News 01.09.08

Illinois man released after 21 years behind bars

Herbert Whitlock was released from an Illinois county jail yesterday after serving nearly 21 years in prison for two murders he has always maintained he didn’t commit. Whitlock’s co-defendant, Randy Steidl, who was convicted of the muders based on the same evidence, was released more than three years ago but prosecutors refused at the time to drop charges against Whitlock. Prosecutors did finally agree to drop the charges, leading to Whitlock’s release yesterday. They said, however, that the case is still open and they have not ruled out a retrial.

Steidl and Whitlock were convicted of killing Karen Rhoads in 1987. Steidl was also convicted of killing Rhoads’ new husband, Dyke. A retired Illinois State Police officer was assigned in 2000 to reinvestigate the case. He concluded that the pair were innocent, based on contradictory witness statements at the trial. The officer, Michale Callahan, later won a lawsuit against his superiors, in which he alleged that he was reassigned in retaliation for accusing prosecutors of not pursuing alternate suspects in the case.

The Downstate Illinois Innocence Project, a member of the

Innocence Network

, worked on the cases of both Whitlock and Steidl.

......

__TASK REQUIREMENTS__
1 > In the news item about Herbert Whitlock's release, what was the retired officer's conclusion that the pair were innocent based on?
2 > Carry on the news item about Herbert Whitlock's release from the point where it ends.

Referring expression pointing data
......

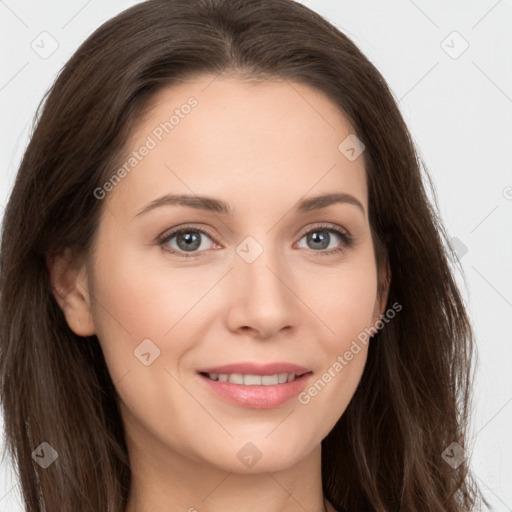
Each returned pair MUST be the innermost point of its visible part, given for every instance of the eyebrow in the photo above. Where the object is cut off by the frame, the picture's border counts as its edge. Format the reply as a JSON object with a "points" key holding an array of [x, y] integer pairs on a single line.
{"points": [[217, 206]]}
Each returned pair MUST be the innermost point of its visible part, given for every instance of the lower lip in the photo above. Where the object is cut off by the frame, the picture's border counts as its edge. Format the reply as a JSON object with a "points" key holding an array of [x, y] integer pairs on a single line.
{"points": [[257, 397]]}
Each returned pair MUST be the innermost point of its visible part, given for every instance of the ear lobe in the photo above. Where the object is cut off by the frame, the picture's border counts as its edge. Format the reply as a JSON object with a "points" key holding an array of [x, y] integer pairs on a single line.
{"points": [[68, 277]]}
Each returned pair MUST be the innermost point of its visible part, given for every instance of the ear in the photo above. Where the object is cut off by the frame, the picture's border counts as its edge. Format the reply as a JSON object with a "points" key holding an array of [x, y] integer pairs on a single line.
{"points": [[68, 277]]}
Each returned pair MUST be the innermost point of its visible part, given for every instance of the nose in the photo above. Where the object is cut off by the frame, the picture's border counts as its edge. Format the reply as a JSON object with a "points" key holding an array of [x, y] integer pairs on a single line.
{"points": [[261, 299]]}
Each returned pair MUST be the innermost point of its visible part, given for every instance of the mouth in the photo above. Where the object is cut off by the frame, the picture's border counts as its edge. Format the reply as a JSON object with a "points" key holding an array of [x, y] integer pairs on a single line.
{"points": [[244, 386], [253, 380]]}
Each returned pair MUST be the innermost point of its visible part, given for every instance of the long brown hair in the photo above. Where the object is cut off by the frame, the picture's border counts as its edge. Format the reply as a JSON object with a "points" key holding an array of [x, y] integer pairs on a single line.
{"points": [[413, 401]]}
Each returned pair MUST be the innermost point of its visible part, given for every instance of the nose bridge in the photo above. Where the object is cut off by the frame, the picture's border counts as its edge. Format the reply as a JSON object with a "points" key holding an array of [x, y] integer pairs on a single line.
{"points": [[259, 265], [262, 299]]}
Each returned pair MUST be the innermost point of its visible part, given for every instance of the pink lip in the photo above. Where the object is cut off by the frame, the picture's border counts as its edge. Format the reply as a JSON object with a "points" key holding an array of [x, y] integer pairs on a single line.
{"points": [[257, 397], [256, 369]]}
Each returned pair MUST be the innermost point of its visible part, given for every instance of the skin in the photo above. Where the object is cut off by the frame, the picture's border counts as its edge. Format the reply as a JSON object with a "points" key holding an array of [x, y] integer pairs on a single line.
{"points": [[261, 148]]}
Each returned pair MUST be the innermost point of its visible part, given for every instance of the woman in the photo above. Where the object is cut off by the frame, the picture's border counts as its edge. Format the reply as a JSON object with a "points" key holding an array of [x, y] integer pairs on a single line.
{"points": [[223, 286]]}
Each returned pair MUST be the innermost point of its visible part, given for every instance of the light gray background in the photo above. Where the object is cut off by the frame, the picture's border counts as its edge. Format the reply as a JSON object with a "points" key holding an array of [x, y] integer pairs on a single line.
{"points": [[458, 108]]}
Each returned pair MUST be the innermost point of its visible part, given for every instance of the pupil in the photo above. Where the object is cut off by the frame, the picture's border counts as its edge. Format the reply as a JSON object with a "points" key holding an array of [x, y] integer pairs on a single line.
{"points": [[322, 239], [191, 241]]}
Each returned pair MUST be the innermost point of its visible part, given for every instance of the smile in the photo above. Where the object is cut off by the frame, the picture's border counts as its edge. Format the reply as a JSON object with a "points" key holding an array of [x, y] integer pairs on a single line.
{"points": [[252, 380]]}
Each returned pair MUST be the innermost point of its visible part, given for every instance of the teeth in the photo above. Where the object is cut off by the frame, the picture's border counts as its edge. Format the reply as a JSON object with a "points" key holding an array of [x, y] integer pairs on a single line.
{"points": [[253, 380]]}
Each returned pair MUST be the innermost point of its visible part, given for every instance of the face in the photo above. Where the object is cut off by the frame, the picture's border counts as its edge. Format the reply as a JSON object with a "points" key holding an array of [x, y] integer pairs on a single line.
{"points": [[258, 285]]}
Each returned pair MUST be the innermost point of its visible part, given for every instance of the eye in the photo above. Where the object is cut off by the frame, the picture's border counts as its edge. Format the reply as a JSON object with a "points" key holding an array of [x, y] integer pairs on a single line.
{"points": [[320, 238], [188, 240]]}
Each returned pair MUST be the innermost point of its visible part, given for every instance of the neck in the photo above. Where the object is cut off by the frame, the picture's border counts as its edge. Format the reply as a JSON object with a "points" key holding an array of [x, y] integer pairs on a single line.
{"points": [[165, 481]]}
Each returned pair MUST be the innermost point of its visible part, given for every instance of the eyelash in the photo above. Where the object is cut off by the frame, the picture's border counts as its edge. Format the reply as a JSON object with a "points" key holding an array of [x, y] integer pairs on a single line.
{"points": [[347, 240]]}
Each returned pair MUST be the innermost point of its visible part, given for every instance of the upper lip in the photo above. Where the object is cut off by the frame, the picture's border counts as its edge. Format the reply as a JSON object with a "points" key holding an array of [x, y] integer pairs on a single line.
{"points": [[256, 368]]}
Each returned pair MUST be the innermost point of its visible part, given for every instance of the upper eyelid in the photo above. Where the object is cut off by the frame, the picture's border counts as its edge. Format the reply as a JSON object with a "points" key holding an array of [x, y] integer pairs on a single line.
{"points": [[329, 226]]}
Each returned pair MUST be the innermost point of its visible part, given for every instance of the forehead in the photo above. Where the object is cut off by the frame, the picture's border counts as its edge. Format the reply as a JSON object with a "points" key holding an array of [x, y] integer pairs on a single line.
{"points": [[243, 141]]}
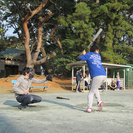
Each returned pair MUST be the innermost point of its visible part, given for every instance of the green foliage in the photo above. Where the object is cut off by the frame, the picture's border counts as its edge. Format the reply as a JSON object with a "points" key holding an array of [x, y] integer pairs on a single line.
{"points": [[77, 24]]}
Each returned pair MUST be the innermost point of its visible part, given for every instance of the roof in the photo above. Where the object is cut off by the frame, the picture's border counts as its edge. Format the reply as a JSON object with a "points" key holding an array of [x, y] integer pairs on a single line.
{"points": [[105, 65], [12, 53]]}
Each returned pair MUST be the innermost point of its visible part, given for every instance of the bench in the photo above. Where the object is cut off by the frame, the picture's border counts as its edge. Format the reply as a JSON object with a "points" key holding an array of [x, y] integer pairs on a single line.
{"points": [[13, 81]]}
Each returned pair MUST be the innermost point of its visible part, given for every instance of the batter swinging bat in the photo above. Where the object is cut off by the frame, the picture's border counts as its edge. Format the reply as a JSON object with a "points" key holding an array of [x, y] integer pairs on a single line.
{"points": [[62, 98], [98, 33]]}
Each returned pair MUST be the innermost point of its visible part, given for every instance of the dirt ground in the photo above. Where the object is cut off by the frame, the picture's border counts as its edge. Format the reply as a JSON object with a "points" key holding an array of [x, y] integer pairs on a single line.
{"points": [[59, 84]]}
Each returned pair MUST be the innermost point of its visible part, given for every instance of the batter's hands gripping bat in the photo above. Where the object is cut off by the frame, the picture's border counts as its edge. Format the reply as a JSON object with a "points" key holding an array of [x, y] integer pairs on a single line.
{"points": [[62, 98], [97, 34]]}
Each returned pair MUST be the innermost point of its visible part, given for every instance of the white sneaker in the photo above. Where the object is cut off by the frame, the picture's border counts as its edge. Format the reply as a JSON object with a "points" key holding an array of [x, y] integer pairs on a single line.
{"points": [[88, 110]]}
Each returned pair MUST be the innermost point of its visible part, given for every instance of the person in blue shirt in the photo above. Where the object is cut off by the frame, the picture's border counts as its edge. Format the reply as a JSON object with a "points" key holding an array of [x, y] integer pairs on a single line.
{"points": [[97, 73], [78, 80]]}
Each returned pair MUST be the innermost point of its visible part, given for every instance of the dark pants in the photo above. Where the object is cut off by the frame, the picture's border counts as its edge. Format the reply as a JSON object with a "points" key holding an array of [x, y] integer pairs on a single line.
{"points": [[26, 99]]}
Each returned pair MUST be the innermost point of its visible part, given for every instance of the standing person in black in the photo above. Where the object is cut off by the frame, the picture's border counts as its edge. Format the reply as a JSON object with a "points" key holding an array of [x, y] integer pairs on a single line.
{"points": [[78, 80]]}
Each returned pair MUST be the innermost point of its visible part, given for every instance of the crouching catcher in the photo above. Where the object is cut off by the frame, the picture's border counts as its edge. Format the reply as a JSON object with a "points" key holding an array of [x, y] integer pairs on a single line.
{"points": [[22, 85]]}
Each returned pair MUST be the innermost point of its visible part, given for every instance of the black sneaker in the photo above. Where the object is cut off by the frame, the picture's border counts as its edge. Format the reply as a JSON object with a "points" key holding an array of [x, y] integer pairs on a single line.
{"points": [[22, 107], [49, 77]]}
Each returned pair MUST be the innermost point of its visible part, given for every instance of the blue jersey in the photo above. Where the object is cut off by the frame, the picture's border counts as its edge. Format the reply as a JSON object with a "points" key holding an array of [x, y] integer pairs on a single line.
{"points": [[94, 64]]}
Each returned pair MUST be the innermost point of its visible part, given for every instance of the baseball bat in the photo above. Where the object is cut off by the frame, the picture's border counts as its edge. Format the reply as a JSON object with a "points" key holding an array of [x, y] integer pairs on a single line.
{"points": [[62, 98], [97, 34]]}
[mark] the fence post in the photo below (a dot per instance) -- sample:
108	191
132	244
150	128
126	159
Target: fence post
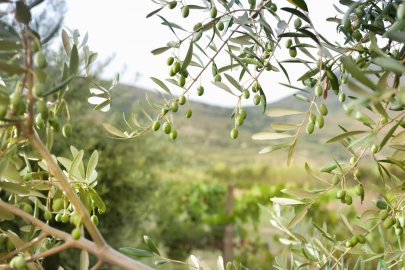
228	239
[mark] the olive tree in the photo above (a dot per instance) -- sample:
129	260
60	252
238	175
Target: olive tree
373	47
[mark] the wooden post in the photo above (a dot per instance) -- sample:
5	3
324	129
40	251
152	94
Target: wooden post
228	239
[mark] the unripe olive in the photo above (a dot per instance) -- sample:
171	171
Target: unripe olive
243	113
172	5
341	194
239	120
38	90
28	208
234	133
323	110
297	23
360	190
48	215
288	43
39	122
342	97
335	179
293	52
347	24
156	126
94	219
76	234
57	127
360	12
27	177
374	149
200	91
173	134
42	109
256	100
39	60
182	100
176	67
388	222
58	218
170	61
353	160
18	263
383	214
175	106
220	26
213	12
310	128
65	218
349	200
67	130
15	99
361	238
357	24
383	119
167	128
319	122
318	90
401	12
171	72
189	113
57	204
185	11
3	111
182	81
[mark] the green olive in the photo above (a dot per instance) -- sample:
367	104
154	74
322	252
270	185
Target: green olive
76	234
297	23
67	130
246	94
189	113
39	60
185	11
181	81
213	12
288	43
323	110
335	179
38	90
173	134
234	133
156	126
28	208
310	128
172	5
167	128
48	215
342	97
318	90
200	91
182	100
27	177
170	61
293	52
256	100
175	106
94	219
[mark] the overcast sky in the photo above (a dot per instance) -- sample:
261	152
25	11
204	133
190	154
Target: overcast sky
121	28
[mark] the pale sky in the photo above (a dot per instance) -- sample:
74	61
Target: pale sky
121	28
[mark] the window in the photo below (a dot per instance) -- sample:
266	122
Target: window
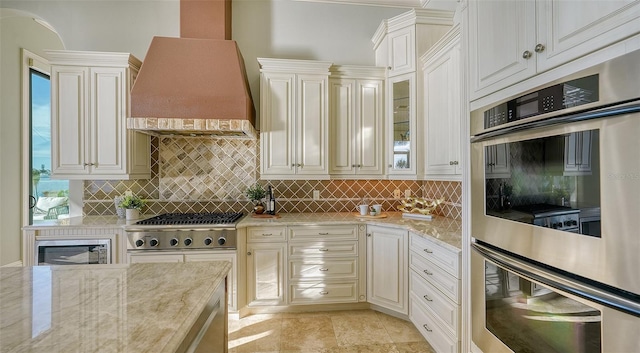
49	198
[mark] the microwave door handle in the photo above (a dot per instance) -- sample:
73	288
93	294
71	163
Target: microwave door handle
558	281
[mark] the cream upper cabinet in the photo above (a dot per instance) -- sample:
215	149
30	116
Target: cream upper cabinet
294	119
89	107
399	42
514	40
442	107
387	268
401	123
356	103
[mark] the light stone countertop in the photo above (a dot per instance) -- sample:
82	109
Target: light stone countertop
446	230
104	308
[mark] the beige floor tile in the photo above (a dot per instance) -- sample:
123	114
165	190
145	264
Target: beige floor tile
369	348
359	329
399	330
307	333
257	333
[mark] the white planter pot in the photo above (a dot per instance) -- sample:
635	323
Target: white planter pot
132	213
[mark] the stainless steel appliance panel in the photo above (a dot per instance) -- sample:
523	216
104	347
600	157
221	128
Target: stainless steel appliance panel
73	252
556	316
608	259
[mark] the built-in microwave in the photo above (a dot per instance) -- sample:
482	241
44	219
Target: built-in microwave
72	251
555	194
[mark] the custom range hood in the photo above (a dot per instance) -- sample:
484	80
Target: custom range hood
195	85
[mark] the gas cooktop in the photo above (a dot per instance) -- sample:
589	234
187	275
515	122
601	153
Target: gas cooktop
193	218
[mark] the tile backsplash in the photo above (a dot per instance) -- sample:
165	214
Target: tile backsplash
192	174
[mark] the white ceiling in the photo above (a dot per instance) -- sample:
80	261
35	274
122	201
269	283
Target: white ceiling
427	4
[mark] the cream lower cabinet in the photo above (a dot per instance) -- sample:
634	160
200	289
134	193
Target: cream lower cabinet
304	265
434	292
325	265
89	107
266	261
192	256
387	267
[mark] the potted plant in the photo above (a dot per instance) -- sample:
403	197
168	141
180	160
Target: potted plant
132	204
256	193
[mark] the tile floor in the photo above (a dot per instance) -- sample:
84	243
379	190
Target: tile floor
325	332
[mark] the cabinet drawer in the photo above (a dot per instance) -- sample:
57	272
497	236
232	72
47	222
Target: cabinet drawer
323	249
323	232
320	269
428	326
441	306
440	279
266	234
321	292
436	253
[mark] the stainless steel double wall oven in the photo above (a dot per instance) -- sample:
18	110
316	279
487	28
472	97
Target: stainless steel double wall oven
556	215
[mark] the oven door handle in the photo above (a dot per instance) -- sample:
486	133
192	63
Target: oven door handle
558	281
625	107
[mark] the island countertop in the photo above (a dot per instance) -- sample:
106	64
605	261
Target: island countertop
104	308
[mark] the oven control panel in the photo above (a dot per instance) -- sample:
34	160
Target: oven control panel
550	99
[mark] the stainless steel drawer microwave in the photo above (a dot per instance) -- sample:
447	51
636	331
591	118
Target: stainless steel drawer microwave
72	251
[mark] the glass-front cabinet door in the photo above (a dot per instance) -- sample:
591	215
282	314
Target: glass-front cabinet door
402	124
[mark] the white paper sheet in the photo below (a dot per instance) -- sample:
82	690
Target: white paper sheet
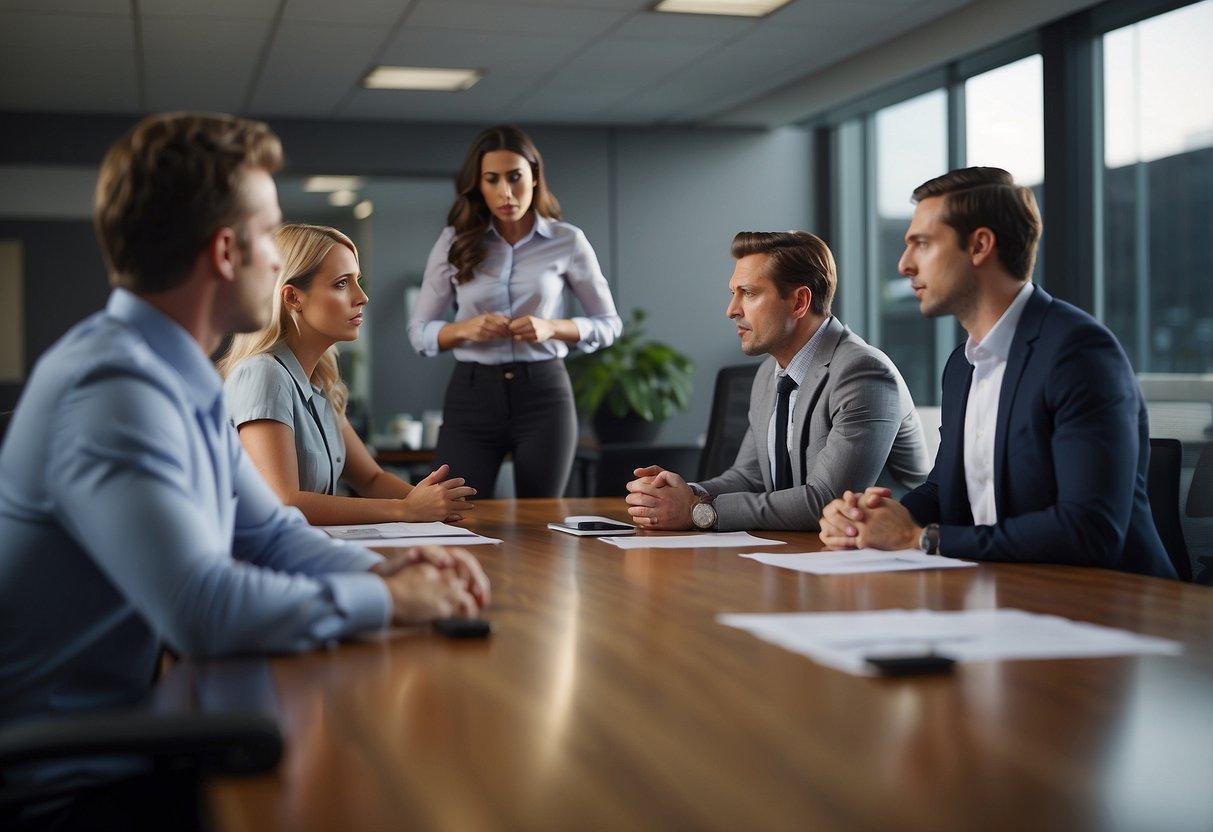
724	539
843	639
855	562
406	534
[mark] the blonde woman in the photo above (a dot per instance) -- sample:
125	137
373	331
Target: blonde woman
288	402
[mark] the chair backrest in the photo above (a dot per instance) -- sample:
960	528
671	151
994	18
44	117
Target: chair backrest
1200	495
730	417
1162	486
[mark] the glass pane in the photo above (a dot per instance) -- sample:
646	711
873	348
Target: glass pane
1004	125
1159	189
910	148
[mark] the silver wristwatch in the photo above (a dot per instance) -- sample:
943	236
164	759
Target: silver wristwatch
702	513
928	541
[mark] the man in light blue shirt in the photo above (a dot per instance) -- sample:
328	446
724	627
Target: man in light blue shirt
129	514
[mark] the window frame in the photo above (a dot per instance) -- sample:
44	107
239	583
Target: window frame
1071	55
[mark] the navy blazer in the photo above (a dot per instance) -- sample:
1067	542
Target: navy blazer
1070	454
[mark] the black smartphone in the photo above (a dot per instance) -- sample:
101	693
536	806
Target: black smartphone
462	627
598	525
911	665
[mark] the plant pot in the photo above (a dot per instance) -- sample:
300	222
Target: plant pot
631	428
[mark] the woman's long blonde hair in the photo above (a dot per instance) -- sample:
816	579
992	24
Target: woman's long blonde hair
303	249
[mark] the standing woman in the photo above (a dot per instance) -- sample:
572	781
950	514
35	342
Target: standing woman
505	260
286	399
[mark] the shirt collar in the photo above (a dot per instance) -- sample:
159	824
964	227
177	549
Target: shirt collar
542	227
798	368
997	341
286	355
170	341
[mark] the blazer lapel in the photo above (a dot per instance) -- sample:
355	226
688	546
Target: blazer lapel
810	392
761	406
1026	332
962	512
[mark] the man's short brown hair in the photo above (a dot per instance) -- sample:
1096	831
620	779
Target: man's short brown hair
793	260
989	198
168	186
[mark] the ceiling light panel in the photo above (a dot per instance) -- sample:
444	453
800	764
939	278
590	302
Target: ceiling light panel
421	78
730	7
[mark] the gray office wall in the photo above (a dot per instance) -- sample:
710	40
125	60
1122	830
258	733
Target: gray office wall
64	281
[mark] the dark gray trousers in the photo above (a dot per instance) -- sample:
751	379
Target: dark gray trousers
522	409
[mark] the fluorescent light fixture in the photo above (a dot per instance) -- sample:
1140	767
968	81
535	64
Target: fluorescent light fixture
421	78
325	184
732	7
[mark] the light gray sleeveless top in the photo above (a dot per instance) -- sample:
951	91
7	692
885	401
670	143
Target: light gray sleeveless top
273	386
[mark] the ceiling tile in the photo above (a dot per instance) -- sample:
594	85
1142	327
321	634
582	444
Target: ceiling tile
252	10
888	15
682	28
312	67
505	17
439	47
210	35
120	7
614	67
195	80
64	33
347	11
79	80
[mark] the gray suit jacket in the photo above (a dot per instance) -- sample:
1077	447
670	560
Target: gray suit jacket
854	423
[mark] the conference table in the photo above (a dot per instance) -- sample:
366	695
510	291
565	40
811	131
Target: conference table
609	697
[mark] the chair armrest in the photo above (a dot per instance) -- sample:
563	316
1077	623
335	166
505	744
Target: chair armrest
209	744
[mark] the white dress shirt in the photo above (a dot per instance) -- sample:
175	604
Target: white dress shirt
989	360
798	369
527	278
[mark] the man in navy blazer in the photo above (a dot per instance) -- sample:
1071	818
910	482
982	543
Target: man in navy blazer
1043	438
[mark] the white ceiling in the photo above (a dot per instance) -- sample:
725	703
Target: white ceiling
545	61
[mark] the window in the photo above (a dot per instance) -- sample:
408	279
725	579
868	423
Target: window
1004	120
910	147
1157	182
1004	125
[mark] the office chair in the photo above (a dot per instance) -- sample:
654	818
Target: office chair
1200	503
729	421
1162	488
178	751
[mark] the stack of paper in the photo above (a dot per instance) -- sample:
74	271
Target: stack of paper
725	539
843	640
406	534
853	562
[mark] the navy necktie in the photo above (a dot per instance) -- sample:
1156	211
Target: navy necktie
782	460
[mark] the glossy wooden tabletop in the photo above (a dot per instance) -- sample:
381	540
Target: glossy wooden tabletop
609	697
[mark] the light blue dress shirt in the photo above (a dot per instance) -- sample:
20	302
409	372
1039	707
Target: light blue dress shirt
516	280
798	369
260	387
131	517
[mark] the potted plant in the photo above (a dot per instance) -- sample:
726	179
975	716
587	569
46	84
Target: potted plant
632	386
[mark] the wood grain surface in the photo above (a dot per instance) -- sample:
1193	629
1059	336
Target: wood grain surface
609	697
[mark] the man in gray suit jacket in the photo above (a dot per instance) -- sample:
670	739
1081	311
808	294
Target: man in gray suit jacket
827	411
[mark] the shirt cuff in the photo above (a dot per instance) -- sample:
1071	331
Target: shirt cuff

......

__SET OF ANSWERS__
1 > It was based on contradictory witness statements at the trial.

2 >
The men are not included in the Innocence Project’s database of DNA exonerations because DNA evidence was not involved in proving the men’s innocence. This case highlights the extreme difficulty faced by defendants claiming their innocence on post-conviction appeal in cases in which there is no possibility of DNA testing.

Bill Clutter, director of investigations for the Downstate Illinois Innocence Project at the University of Illinois at Springfield, said Whitlock and Steidl should have been freed years ago. The (Downstate Illinois) Innocence Project helped free both men.

Clutter said much of the evidence that refuted trial testimony and evidence was uncovered in the spring of 1992.

“What this really says is there needs to be further reform in the post-conviction process, because it shouldn’t take this long to exonerate someone,” Clutter said. “The justice system did fail.”